**SOURCE EXTRACT:**
********************

Sonny Rollins, one of jazz's all-time greats, died Monday at the age of 95 after spending more than five decades pushing the boundaries of the genre. Rollins won two Grammys and a Grammy Lifetime Achievement Award in the early 2000s. Senior arts correspondent Jeffrey Brown has a look at his career.

Notice: Transcripts are machine and human generated and lightly edited for accuracy. They may contain errors.

Geoff Bennett:

Finally tonight, remembering one of jazz music's all-time greats.

Sonny Rollins died yesterday after more than five decades pushing the boundaries of the genre. One of the best jazz musicians of his time, Rollins won two Grammys and a Grammy Lifetime Achievement Award in the early 2000s. He toured well into his 80s and died at his home in Woodstock, New York, after years of health issues.

********************

**INFORMATION PROVIDED:**
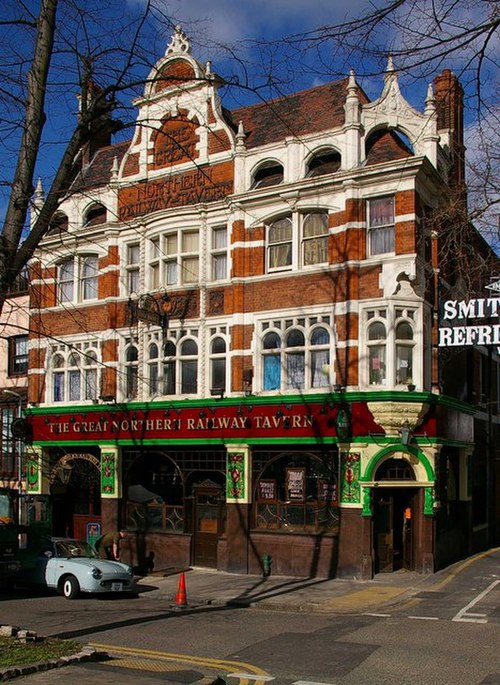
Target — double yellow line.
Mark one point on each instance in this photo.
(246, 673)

********************

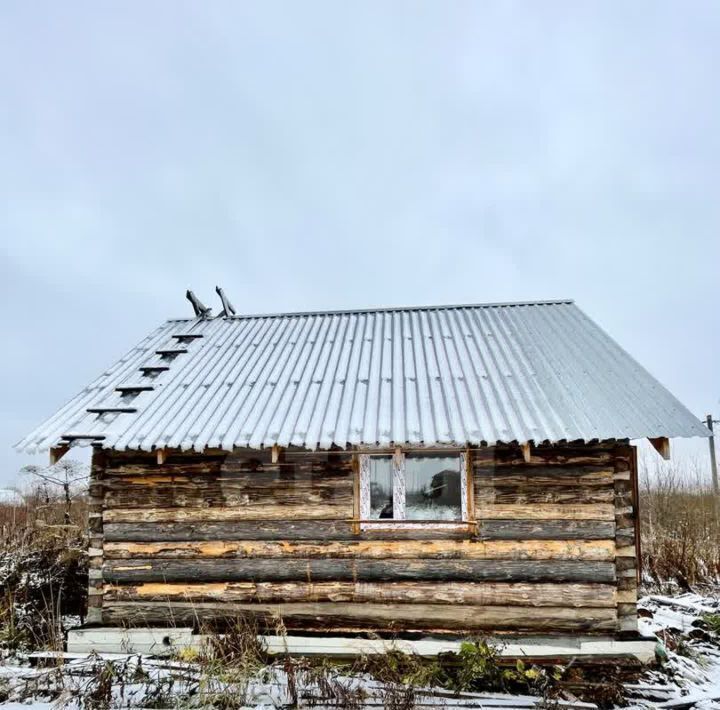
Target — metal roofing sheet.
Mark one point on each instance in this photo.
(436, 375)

********************

**GIVEN EXERCISE A:**
Quote the stretch from "Finally tonight, remembering" through "of health issues." in the Sonny Rollins text.
**GIVEN EXERCISE B:**
Continue the Sonny Rollins text from its final sentence.

**EXERCISE RESPONSE A:**
Finally tonight, remembering one of jazz music's all-time greats.

Sonny Rollins died yesterday after more than five decades pushing the boundaries of the genre. One of the best jazz musicians of his time, Rollins won two Grammys and a Grammy Lifetime Achievement Award in the early 2000s. He toured well into his 80s and died at his home in Woodstock, New York, after years of health issues.

**EXERCISE RESPONSE B:**
Senior arts correspondent Jeffrey Brown has a look back at the life and impact of Sonny Rollins.

Jeffrey Brown:

Sonny Rollins often said he was always a work in progress. And that work, as the world got to hear, was as prolific as it was varied.

He spent almost seven decades recording more than 60 studio and live albums, relentlessly experimenting and honing his craft. He received numerous awards in his lifetime, including a 2011 Kennedy Center Honors. And ahead of that, he talked to us about his life and work.

Sonny Rollins, Musician:

So I was just immersed in it from the beginning really.

Jeffrey Brown:

Rollins was born in Harlem in 1930 to a musical family. He received his first saxophone at 11 and was largely self-taught.

Sonny Rollins:

When my mother let me the secondhand alto saxophone, I went into the bedroom and I just started playing. I mean, I don't know what I was doing, but I was in a zone. I was already doing something.

Jeffrey Brown:

In fact, Rollins was a sensation even as a teenager. He performed and recorded with leading players of the day. His first album as a band leader came in 1951 and many more followed.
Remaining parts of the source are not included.